[Opening PASSAGE TO READ section]
Tens of thousands of animals face being shot as part of an all-out drive to tackle the country's worst-ever bovine TB epidemic, which last year saw more than 26,000 cattle destroyed.

Environment Secretary Owen Paterson gave the strongest indication yet yesterday that the two pilot trials planned for West Somerset and Gloucestershire would only be a prelude to a full-scale, anti-badger offensive.

He told West Country farmers in Tiverton, Devon, that he had received more death threats over the badger culling issues than he had while Northern Ireland Minister.

But he left his audience in no doubt of the Coalition's intention to grasp an issue which was allowed to fester during 13 years of Labour rule.

The pilot culls were to have taken place last autumn but were suspended at the eleventh hour after surveys revealed the presence of twice as many animals as previously thought – proof say farmers, that the badger population is now out of control. But, said Mr Paterson, they are on course to start in June.

"We simply have to prove this method of culling works and we simply have to roll it out across the country the following year," he said.

Mr Paterson rejected a suggestion the badger problem could be resolved by repealing the Badger Act, which afford the animals legal protection and which farmers say has allowed their numbers to grow to an uncontrollable two million plus.

"Quite honestly we have enough problems getting our current proposals through," he said.

"But if we can prove this cull works we shall have a system that is manageable."

Police forces across the country are already voicing misgivings about their ability to provide enough manpower to protect those involved in the culling and to prevent disruption by pro-badger groups.
[Closing PASSAGE TO READ section]
[Opening EXCERPTED RECORDS section]
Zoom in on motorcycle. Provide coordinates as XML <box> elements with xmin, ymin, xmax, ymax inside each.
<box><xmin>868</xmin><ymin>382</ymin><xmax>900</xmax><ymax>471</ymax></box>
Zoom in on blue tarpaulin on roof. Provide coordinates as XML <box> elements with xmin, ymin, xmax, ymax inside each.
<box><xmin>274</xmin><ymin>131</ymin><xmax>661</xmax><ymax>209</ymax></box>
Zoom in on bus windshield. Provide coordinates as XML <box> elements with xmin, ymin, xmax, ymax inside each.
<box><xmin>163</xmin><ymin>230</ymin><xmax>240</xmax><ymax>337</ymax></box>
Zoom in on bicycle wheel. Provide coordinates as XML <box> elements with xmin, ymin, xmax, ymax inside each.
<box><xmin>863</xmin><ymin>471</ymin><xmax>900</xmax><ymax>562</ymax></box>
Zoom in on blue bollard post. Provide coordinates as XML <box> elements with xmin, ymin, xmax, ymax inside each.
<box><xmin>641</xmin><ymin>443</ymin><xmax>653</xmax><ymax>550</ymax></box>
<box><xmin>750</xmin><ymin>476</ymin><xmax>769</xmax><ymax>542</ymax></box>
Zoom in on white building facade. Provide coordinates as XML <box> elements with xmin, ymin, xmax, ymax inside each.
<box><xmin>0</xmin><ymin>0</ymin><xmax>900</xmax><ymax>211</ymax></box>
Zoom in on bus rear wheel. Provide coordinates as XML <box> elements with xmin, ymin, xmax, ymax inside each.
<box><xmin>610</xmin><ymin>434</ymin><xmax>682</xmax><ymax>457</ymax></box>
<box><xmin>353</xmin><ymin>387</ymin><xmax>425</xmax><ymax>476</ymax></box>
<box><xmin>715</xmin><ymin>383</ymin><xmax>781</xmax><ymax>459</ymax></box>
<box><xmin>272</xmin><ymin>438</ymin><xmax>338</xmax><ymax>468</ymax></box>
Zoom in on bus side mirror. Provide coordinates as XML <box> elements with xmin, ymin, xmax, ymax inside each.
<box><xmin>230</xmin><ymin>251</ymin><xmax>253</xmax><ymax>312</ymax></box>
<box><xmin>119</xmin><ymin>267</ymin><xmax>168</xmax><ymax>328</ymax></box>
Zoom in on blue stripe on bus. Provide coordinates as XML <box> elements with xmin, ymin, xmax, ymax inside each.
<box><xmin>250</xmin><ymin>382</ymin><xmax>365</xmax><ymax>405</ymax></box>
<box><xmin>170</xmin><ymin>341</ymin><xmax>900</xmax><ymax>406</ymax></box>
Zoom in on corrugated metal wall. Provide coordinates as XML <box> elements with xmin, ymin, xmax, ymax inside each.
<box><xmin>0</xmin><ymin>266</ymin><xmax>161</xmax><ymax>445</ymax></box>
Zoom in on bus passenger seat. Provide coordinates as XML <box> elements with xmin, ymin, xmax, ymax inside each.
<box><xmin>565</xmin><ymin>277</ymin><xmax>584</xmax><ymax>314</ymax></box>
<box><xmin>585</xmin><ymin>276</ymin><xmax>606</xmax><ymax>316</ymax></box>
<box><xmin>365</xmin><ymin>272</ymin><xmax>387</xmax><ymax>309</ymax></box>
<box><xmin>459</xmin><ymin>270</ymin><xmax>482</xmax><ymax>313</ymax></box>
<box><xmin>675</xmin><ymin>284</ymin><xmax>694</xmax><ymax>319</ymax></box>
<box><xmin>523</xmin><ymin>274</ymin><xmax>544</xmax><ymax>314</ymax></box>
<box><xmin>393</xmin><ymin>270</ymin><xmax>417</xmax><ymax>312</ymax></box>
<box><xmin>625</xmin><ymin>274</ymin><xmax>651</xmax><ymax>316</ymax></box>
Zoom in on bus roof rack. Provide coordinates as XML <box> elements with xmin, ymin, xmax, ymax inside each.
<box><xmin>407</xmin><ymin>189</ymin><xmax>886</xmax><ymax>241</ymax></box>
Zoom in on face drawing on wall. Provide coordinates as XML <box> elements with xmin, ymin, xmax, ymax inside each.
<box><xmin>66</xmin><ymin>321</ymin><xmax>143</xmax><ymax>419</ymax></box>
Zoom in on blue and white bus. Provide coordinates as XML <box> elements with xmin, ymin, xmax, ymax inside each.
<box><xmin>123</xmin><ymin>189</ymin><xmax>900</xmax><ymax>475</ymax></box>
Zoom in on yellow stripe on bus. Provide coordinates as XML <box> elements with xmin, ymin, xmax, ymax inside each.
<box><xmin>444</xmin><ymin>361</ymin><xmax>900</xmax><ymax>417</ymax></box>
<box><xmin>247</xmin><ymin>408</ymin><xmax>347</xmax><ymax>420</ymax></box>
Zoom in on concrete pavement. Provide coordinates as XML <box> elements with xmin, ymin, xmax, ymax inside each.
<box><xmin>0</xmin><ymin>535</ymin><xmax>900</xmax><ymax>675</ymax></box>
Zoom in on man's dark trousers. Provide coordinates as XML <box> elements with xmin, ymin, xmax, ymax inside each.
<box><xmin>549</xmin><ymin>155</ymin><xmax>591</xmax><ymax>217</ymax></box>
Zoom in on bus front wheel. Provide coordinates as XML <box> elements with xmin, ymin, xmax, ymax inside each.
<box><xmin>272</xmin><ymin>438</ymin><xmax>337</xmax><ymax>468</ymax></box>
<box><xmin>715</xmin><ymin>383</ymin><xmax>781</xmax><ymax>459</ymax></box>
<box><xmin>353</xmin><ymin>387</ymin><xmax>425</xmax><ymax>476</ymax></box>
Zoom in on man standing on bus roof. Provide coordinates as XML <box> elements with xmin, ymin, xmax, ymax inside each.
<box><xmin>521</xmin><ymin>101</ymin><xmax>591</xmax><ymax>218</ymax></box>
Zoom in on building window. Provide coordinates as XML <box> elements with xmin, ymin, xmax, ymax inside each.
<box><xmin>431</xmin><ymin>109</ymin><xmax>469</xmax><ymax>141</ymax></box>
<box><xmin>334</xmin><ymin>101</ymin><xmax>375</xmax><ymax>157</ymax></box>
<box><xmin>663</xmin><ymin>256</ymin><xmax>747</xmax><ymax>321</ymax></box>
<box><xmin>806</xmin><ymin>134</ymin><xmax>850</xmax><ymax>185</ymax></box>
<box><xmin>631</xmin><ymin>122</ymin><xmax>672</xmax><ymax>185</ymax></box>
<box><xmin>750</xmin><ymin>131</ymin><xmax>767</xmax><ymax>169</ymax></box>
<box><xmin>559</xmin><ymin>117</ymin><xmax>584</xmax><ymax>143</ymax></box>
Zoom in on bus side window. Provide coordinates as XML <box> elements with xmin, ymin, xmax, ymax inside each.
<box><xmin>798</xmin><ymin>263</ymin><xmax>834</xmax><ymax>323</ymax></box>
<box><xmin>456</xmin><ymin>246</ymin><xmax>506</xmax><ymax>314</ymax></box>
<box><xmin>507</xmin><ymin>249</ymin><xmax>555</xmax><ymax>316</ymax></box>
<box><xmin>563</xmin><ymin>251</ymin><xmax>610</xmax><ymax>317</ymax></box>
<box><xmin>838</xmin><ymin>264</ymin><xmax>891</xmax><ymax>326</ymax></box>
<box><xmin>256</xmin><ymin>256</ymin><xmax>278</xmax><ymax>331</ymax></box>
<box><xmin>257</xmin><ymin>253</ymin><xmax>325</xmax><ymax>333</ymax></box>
[Closing EXCERPTED RECORDS section]
_THINGS TO DO_:
A: Decide whether each statement agrees with the badger culling article, answering yes or no and quoting the deciding words of the article: (i) The pilot culls were halted after surveys found more badgers than expected. (ii) Mr Paterson backed repealing the Badger Act. (iii) More than 26,000 cattle were destroyed last year.
B: Carry on the badger culling article from its final sentence.
The records have no connection to the badger culling article.

_RESPONSES_:
A:
(i) Yes: "suspended at the eleventh hour after surveys revealed the presence of twice as many animals as previously thought"
(ii) No: "Mr Paterson rejected a suggestion the badger problem could be resolved by repealing the Badger Act"
(iii) Yes: "which last year saw more than 26,000 cattle destroyed"

B:
But, said Mr Paterson: "It is not sensible to let any population become over-preponderant and these animals do die a horrible death. We manage virtually every other species and I do not think any particular one should be exempt."

Mr Paterson said Labour had been guilty of "grotesque incompetence" in allowing TB to rampage out of control without the least effort being made to curb the spread of the disease.

He said he sympathised with livestock and dairy farmers who were being put under even more onerous anti-TB restrictions, many of which emanated from Europe, leaving the Government with no option but to impose them.

"But in any other part of the world where you have a significant cattle industry and you have a problem with TB in wildlife you bear down on both," he said. "It would be lovely to press a button marked "vaccination". But in fact we do not have a vaccination we could use. We have one that is 50 to 60 per cent effective."

Defra has now agreed to a 10-year research programme to develop a vaccine which will be fully tested and effective, and Mr Paterson rejected claims from the pro-badger lobby that the Government was ignoring science in going ahead with culling.

"We are being realistic. If we don't, we are heading for a bill of £1 billion."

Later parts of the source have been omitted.